(INFORMATION PROVIDED)
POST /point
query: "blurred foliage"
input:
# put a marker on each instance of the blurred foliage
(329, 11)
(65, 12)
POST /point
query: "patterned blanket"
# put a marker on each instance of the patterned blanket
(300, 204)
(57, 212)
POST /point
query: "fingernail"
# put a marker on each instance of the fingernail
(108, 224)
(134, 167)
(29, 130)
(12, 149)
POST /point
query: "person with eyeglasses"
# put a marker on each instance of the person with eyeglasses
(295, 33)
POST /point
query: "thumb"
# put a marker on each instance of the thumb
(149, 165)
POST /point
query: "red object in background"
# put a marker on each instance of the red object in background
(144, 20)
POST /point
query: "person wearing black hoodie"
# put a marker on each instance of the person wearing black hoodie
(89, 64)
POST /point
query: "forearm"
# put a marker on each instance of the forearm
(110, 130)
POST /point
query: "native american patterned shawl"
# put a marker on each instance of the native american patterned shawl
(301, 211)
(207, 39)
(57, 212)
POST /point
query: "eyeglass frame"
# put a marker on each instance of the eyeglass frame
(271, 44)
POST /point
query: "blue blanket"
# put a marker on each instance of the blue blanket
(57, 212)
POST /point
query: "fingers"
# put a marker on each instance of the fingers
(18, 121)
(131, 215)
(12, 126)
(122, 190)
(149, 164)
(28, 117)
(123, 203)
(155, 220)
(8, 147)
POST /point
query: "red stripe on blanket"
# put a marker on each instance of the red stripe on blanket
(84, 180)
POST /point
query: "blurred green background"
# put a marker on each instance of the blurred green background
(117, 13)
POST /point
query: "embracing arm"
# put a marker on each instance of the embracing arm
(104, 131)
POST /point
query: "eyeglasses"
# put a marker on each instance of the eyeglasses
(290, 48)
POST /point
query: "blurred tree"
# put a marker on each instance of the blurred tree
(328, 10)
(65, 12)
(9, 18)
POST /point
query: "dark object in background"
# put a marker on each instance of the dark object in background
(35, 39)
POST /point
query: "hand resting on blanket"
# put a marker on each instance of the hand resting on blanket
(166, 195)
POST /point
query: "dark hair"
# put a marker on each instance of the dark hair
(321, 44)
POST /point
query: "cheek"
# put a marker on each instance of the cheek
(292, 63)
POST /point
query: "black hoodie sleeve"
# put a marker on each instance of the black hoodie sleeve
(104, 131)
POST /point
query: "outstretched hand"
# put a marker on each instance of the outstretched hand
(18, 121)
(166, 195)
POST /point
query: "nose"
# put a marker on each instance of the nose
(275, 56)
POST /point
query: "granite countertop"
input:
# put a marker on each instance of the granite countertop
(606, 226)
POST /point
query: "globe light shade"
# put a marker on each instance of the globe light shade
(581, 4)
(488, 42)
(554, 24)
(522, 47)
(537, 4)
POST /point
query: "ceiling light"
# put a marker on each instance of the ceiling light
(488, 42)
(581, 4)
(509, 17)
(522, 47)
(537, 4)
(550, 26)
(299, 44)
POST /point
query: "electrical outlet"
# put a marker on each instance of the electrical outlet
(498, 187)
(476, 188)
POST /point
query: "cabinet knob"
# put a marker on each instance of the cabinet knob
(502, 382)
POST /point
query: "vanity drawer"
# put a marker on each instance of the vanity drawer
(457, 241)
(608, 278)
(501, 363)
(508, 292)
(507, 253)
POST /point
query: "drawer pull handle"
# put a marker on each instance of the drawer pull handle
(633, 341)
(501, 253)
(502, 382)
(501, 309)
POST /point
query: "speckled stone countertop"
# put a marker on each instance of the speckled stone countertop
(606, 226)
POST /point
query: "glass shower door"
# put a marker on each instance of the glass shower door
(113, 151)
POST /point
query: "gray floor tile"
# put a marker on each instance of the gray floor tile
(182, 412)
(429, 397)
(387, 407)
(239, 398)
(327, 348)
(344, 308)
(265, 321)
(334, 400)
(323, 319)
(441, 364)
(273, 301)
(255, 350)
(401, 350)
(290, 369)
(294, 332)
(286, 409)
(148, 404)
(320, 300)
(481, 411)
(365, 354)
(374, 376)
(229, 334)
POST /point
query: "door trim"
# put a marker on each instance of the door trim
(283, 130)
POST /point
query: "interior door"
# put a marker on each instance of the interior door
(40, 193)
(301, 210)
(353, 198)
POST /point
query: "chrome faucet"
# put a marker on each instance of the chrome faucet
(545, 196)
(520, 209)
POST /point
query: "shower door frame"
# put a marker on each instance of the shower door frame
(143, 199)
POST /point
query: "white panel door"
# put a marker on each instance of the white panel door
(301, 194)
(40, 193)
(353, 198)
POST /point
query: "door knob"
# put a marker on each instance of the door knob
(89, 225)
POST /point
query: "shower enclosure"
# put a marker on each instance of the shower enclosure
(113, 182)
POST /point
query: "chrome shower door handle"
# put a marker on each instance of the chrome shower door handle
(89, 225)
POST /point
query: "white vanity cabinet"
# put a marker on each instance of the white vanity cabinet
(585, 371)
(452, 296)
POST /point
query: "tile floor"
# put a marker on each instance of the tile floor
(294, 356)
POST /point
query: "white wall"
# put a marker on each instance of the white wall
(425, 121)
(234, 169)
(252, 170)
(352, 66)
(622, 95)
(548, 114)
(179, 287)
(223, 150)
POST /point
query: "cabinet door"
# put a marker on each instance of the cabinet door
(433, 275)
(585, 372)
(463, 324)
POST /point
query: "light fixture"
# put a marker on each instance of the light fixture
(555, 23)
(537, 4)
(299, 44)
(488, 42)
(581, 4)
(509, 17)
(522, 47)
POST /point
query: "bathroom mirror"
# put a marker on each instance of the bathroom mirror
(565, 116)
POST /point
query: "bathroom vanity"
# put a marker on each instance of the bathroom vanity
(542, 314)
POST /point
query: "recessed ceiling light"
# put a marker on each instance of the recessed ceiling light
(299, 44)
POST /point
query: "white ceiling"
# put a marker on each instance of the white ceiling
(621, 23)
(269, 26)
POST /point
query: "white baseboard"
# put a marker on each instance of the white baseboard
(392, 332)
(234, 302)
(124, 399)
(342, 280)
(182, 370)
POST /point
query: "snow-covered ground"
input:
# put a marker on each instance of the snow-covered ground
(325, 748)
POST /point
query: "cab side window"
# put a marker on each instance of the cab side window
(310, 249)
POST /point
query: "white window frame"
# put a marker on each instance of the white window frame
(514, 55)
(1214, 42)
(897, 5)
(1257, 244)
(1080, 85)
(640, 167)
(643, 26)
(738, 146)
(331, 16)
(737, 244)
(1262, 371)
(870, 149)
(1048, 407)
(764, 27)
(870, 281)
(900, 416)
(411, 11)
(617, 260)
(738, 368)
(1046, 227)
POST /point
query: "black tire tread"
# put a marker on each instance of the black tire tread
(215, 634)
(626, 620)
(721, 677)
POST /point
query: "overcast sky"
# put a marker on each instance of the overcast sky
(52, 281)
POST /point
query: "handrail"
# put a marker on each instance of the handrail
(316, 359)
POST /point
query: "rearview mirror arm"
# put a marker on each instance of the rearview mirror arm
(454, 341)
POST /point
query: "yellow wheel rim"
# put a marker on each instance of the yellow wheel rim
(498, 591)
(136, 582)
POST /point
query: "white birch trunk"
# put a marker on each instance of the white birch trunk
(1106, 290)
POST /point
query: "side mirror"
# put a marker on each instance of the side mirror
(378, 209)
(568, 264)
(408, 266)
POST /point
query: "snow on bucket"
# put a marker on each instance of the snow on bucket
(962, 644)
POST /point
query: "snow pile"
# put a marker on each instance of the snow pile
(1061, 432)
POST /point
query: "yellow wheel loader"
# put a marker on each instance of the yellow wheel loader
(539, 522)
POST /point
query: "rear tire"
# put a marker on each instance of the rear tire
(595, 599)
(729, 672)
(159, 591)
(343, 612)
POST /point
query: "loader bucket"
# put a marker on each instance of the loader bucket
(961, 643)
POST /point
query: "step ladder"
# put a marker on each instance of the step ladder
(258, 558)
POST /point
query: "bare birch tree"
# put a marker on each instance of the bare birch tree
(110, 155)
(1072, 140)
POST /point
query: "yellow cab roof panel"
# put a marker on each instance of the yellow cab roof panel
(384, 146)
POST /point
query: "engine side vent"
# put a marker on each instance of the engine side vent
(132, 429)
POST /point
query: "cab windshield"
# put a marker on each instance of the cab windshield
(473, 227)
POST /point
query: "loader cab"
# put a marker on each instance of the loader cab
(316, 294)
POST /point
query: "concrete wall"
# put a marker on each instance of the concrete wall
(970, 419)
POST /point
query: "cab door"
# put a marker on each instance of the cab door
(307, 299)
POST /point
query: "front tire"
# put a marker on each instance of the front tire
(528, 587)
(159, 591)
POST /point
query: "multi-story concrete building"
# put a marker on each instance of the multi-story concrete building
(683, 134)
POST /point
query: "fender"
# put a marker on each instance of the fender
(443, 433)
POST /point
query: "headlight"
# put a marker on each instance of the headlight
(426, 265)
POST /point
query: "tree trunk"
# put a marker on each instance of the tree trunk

(EXERCISE DESCRIPTION) Can you find every line in the listing above that contains the word "person" and copy each of those lines out in full?

(COMPLETED TASK)
query: "person with eyeglasses"
# put a marker on each instance of the person with eyeglasses
query: "person wearing black hoodie"
# put a marker on each instance of the person wearing black hoodie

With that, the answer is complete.